Segment Start: Extract

This handout describes some general thoughts and techniques for doing homework, as well as what is required, how to submit it, how late homework is handled, and other administrative matters.
All homework is due at 11:55pm on the due date, unless noted otherwise on the assignment. These will be graded and comments returned to you as quickly as possible; we’ll try for three class periods, but can’t guarantee it.
You must turn in an ASCII or a PDF version of your answers (you can use any text processor you like to generate these). Please do not submit Microsoft Word or Apple Pages files; because the graders may grade these on UNIX-based and Linux systems, they will not be able to read those files. If your file is an ASCII file, please choose a name that ends in “.txt”. If your file is a PDF file, please choose a name that ends in “.pdf”.

Segment End: Extract
Segment Start: Data under study

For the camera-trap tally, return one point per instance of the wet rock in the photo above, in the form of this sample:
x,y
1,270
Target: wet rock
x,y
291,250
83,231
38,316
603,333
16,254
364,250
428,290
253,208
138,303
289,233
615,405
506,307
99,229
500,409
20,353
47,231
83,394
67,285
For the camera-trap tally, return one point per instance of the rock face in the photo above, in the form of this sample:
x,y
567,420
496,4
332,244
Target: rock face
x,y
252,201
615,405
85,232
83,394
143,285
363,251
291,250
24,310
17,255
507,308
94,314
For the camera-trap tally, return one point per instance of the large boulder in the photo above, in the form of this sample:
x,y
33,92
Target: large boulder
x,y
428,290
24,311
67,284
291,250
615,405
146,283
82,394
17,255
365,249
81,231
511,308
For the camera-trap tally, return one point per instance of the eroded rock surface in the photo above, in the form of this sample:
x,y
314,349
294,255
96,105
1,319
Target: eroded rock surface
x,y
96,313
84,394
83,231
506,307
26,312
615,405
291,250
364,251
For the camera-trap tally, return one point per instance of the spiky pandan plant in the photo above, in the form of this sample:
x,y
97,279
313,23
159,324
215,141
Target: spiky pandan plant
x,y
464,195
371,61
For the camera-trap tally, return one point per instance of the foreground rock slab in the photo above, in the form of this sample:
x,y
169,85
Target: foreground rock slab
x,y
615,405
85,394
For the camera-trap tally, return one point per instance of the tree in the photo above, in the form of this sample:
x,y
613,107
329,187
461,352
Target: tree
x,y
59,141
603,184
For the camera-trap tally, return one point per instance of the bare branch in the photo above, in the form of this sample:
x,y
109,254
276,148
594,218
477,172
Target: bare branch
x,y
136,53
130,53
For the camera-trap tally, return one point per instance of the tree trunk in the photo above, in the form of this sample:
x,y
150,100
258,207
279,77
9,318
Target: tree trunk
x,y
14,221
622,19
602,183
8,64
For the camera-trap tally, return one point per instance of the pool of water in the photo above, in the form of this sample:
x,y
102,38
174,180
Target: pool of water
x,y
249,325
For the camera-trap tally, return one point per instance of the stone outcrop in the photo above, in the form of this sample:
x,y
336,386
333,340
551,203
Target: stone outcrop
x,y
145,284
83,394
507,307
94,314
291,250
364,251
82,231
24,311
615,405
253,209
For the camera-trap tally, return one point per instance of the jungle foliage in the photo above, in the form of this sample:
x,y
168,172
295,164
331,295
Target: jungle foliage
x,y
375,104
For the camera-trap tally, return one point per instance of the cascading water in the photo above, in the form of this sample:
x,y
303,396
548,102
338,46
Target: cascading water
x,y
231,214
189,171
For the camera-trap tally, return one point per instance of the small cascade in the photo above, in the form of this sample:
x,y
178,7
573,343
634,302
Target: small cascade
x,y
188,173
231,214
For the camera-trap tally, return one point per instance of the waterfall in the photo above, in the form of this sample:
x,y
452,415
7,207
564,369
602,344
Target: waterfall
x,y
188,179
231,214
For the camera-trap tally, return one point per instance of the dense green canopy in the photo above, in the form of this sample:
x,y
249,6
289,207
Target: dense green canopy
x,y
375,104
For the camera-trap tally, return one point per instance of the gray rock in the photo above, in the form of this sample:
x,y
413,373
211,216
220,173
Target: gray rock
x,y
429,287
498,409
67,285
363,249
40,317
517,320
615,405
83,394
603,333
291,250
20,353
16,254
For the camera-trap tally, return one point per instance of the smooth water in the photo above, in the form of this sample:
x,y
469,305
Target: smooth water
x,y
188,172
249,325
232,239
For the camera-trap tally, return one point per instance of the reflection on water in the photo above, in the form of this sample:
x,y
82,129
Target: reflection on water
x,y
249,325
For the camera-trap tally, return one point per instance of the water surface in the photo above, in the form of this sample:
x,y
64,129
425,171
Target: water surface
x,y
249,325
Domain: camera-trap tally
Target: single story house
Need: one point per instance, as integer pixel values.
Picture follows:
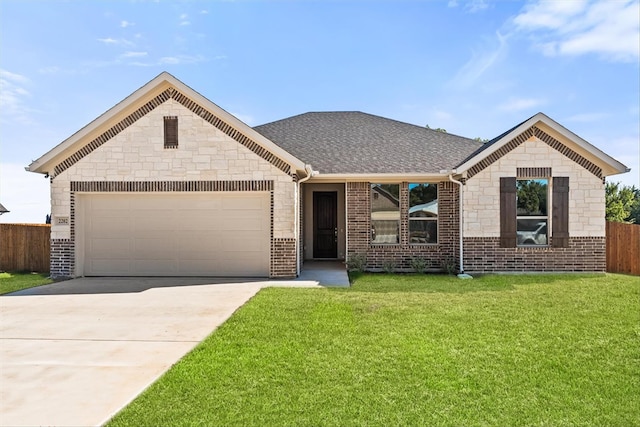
(167, 183)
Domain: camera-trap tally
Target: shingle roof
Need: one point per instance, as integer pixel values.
(355, 142)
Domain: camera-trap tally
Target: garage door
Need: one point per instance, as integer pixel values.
(173, 234)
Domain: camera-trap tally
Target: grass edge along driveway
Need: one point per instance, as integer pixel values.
(12, 282)
(414, 350)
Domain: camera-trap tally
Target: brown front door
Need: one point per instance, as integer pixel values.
(325, 224)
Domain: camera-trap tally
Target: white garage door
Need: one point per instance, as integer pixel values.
(173, 234)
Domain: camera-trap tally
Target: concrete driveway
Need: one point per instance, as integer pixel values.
(74, 353)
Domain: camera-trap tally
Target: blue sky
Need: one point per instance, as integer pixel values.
(475, 68)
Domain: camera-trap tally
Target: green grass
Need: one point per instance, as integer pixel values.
(548, 350)
(11, 282)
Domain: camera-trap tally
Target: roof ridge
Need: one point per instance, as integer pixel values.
(365, 114)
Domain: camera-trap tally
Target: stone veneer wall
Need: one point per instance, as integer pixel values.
(359, 230)
(535, 150)
(484, 255)
(135, 156)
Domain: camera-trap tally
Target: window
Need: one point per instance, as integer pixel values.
(532, 218)
(423, 213)
(171, 132)
(385, 213)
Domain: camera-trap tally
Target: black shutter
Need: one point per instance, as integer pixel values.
(508, 212)
(171, 132)
(560, 219)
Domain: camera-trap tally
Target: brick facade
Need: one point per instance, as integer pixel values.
(359, 230)
(283, 258)
(62, 260)
(484, 255)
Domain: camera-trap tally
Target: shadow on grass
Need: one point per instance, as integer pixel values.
(442, 283)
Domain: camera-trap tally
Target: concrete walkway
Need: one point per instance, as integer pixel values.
(325, 273)
(74, 353)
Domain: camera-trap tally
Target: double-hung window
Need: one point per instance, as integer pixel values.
(385, 213)
(423, 213)
(532, 212)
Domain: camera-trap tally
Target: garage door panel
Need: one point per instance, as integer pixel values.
(179, 234)
(150, 224)
(110, 248)
(241, 203)
(198, 222)
(203, 242)
(242, 242)
(108, 229)
(110, 212)
(246, 223)
(150, 267)
(110, 267)
(150, 248)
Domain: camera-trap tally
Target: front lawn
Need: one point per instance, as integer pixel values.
(11, 282)
(415, 350)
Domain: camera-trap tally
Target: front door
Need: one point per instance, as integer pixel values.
(325, 224)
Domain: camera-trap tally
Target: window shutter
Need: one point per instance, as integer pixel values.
(171, 132)
(508, 212)
(560, 219)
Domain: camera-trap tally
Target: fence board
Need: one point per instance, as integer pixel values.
(623, 248)
(25, 247)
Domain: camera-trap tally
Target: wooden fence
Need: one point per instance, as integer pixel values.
(25, 247)
(623, 248)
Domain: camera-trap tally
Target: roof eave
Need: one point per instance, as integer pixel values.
(380, 177)
(611, 165)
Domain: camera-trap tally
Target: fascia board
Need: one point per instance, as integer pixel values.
(612, 165)
(379, 178)
(499, 144)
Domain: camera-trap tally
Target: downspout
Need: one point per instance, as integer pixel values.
(310, 172)
(460, 221)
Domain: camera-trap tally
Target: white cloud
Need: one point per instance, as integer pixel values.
(471, 6)
(25, 194)
(49, 70)
(171, 60)
(608, 28)
(480, 62)
(587, 117)
(13, 96)
(16, 78)
(112, 41)
(475, 6)
(133, 54)
(181, 59)
(519, 104)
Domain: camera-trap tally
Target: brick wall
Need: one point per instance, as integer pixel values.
(484, 255)
(62, 258)
(359, 229)
(283, 258)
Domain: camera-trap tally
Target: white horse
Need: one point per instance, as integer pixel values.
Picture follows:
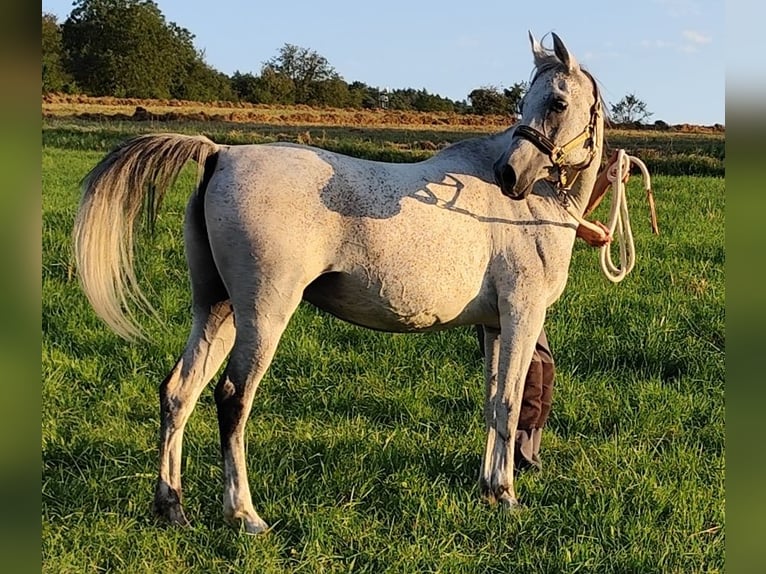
(395, 247)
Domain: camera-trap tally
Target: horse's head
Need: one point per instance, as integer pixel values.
(560, 128)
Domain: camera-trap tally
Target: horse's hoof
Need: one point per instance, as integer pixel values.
(171, 512)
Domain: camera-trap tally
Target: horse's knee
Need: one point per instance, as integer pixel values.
(229, 402)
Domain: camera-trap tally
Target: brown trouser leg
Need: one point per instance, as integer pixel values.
(535, 404)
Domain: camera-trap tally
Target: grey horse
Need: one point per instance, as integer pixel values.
(479, 234)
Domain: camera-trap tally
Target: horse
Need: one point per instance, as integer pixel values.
(480, 233)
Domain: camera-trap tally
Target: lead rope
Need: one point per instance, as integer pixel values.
(619, 219)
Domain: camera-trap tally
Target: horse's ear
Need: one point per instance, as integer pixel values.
(537, 49)
(563, 54)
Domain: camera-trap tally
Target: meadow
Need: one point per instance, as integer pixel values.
(364, 447)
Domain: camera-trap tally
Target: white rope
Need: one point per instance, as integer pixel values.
(619, 219)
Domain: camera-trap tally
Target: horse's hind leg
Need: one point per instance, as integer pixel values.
(258, 333)
(210, 340)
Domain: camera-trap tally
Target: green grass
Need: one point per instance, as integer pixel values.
(364, 447)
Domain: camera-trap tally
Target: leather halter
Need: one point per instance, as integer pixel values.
(566, 172)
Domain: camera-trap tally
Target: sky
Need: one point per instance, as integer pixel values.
(669, 53)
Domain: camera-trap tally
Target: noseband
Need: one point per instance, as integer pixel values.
(566, 172)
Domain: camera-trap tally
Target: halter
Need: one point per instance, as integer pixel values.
(566, 172)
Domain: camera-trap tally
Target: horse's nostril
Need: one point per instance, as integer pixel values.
(507, 180)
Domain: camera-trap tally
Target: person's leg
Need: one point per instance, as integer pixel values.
(535, 406)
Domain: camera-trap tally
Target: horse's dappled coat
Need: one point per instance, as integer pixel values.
(395, 247)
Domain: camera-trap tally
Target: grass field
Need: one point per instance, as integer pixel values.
(364, 447)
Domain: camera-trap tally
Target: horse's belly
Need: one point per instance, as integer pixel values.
(392, 306)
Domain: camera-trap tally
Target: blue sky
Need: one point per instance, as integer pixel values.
(669, 53)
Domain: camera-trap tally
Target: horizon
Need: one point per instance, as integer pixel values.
(679, 41)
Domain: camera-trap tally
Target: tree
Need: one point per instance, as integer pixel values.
(126, 48)
(490, 100)
(630, 110)
(303, 67)
(54, 76)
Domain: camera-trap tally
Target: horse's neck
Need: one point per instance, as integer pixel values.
(582, 189)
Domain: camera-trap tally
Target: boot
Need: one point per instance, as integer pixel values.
(527, 451)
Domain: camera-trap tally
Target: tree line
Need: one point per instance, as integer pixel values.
(127, 48)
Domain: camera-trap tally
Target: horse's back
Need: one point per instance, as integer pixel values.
(371, 242)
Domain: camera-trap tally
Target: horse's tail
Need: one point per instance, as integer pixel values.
(131, 179)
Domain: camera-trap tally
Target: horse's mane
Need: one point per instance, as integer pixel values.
(548, 61)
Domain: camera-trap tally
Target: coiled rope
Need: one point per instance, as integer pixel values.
(619, 219)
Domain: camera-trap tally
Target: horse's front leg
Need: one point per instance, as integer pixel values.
(507, 359)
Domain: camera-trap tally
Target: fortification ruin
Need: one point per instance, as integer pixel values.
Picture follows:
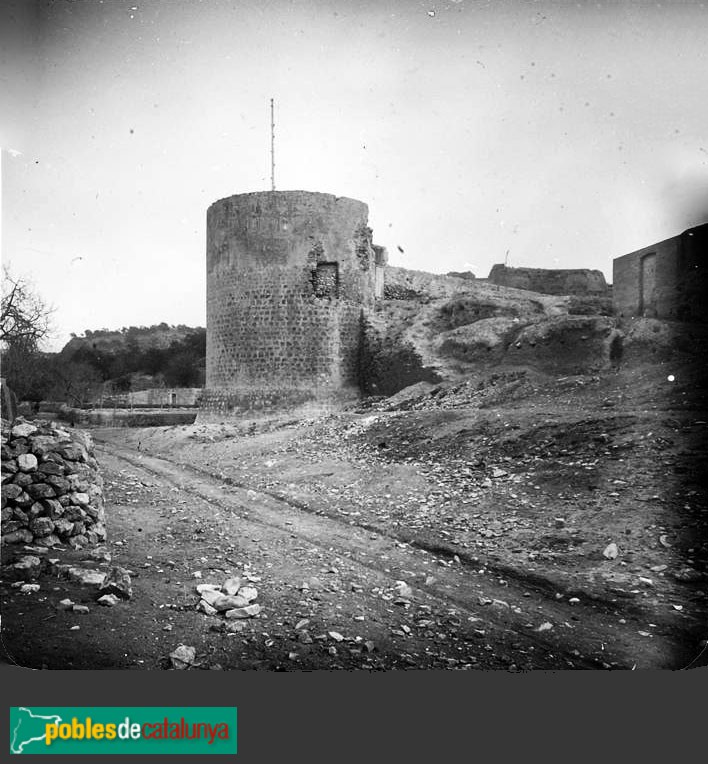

Segment End: Data under study

**Tasks and exercises**
**1)** Write out the passage of the homework handout between "This handout describes" and "other administrative matters.", inclusive.
**2)** List the matters that the homework handout says it describes.
**3)** According to the homework handout, at what time is homework due?
Rely solely on the homework handout when completing this work.

**Exercise results**
**1)**
This handout describes some general thoughts and techniques for doing homework, as well as what is required, how to submit it, how late homework is handled, and other administrative matters.

**2)**
- General thoughts and techniques for doing homework
- What is required
- How to submit it
- How late homework is handled
- Other administrative matters

**3)** At 11:55pm on the due date, unless the assignment notes otherwise.